*TEXT EXCERPT*.
──────
The average archer spends, I believe 7-days in the field. So why do they get better then 18? Sorry your 60 -70% number I don't believe is worth while. Go back and look at the numbers. Old days to new, the success has always pretty much been in the 20-30% range. With all the garbage for all these years, 180,000 to 70,000 hunters on the general season, to 13 days to 5 days, the change to success for the general rifle hunt has been squat.

LE hunts do nothing more than let a few hunt. It ties up vast amounts of land for a few. 70,000 hunters spread out across the whole state would give a very good hunt for all, not just a few.


----------



## coyoteslayer (Sep 10, 2007)
──────
*EXCERPTED DATA*.
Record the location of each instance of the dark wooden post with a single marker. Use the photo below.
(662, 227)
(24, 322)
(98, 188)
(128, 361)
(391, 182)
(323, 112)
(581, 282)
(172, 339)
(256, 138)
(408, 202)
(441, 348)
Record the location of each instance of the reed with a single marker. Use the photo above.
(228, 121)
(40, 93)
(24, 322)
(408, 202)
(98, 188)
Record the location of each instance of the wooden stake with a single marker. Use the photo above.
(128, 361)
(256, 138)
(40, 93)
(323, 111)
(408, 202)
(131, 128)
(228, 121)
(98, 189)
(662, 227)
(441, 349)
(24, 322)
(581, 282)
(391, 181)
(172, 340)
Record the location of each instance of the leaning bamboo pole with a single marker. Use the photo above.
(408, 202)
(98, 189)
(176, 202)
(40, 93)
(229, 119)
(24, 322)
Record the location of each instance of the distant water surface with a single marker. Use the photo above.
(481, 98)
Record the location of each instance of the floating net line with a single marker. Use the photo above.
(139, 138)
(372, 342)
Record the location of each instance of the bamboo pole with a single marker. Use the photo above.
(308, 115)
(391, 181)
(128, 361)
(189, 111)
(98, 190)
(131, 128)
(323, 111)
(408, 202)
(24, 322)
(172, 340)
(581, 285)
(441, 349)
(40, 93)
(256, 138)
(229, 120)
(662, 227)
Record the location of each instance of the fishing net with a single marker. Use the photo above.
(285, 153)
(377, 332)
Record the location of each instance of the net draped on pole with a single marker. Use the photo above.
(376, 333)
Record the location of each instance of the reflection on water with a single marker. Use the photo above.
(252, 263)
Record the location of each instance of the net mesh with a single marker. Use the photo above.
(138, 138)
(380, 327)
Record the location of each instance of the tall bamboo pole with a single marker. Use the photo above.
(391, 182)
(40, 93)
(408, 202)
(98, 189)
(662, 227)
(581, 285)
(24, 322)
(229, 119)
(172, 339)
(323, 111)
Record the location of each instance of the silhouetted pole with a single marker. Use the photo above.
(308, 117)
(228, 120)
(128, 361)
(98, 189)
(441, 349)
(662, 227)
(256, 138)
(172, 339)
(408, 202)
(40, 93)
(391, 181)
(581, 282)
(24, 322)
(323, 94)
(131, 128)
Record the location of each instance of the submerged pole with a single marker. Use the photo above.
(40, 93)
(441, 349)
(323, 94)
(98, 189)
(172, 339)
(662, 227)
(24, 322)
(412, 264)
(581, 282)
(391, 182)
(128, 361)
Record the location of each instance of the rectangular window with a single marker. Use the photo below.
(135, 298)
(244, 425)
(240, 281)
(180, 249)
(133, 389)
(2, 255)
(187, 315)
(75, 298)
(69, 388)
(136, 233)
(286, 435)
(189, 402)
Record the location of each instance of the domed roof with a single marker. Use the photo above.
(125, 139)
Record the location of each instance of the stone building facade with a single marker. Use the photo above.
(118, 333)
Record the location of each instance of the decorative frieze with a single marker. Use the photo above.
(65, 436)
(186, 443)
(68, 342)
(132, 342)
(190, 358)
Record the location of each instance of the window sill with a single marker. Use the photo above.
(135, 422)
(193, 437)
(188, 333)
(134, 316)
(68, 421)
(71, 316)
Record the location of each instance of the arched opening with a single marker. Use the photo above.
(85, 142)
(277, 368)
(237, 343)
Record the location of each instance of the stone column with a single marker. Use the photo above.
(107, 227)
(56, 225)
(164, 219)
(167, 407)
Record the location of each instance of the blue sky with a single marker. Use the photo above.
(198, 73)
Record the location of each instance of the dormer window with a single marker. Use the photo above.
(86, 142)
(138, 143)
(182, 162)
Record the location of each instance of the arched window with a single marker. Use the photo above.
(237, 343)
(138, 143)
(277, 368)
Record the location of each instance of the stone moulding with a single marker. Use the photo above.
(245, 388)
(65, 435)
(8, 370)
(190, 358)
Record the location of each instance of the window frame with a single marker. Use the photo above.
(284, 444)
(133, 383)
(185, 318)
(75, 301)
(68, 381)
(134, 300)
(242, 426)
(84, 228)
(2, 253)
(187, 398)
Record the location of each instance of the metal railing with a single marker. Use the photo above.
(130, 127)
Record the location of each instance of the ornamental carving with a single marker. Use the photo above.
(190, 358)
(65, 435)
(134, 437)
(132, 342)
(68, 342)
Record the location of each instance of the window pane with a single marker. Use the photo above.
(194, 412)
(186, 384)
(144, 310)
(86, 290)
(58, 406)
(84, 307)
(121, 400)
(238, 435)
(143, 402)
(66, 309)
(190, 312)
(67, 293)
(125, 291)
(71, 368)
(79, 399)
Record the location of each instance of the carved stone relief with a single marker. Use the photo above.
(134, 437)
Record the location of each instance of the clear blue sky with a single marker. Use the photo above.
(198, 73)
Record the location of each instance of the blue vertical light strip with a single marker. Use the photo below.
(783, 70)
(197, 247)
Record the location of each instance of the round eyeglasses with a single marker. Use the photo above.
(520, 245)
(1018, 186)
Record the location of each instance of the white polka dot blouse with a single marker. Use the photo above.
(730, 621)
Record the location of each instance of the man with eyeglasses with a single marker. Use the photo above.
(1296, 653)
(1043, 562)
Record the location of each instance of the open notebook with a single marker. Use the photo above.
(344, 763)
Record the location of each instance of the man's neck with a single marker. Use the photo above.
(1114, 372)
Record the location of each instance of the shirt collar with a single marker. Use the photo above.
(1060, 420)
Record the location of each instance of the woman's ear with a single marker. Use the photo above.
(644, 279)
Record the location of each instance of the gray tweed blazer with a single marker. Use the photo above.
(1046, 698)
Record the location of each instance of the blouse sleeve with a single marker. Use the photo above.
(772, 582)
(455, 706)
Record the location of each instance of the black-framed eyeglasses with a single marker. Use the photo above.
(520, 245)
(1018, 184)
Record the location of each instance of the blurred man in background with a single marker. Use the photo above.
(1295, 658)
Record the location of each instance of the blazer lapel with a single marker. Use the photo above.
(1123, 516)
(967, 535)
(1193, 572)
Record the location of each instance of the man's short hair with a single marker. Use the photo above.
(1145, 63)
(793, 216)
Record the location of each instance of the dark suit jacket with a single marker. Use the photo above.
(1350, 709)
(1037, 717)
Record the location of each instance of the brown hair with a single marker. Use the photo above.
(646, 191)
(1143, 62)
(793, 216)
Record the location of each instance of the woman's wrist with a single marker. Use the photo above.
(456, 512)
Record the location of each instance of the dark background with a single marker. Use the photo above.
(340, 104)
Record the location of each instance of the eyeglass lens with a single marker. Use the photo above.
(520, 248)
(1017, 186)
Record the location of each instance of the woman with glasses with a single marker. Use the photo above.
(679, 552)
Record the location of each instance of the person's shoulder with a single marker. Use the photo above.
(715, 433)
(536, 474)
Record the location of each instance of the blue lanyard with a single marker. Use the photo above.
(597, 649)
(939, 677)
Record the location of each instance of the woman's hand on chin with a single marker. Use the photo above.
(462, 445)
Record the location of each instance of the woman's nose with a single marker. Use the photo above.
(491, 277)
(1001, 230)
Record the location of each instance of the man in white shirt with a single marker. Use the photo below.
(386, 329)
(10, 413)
──────
*INSTRUCTION*.
Continue the forum discussion about hunter success rates and limited-entry hunts from the point where it stops above.

*ANSWER FOR THE TASK*.
> The average archer spends, I believe 7-days in the field. So why do they get better then 18? Sorry your 60 -70% number I don't believe is worth while. Go back and look at the numbers. Old days to new, the success has always pretty much been in the 20-30% range. With all the garbage for all these years, 180,000 to 70,000 hunters on the general season, to 13 days to 5 days, the change to success for the general rifle hunt has been squat.


Your data is flawed because archers can hunt from Aug 16th to Dec 31st. If they are ONLY hunting 7 days on average then we don't have any serious archers in this state. If rifle hunters hunted Aug 16th to Dec 31st then the success rate would be probably higher than 70%


----------



## Huntoholic (Sep 17, 2008)

coyoteslayer said:


> Your data is flawed because archers can hunt from Aug 16th to Dec 31st. If they are ONLY hunting 7 days on average then we don't have any serious archers in this state. If rifle hunters hunted Aug 16th to Dec 31st then the success rate would be probably higher than 70%


Well my friend, I might be flawed, but yours is just as flawed. The extended is a special place and has unique reasons it is the way it is. I don't think it is just to include it when talking about general hunts.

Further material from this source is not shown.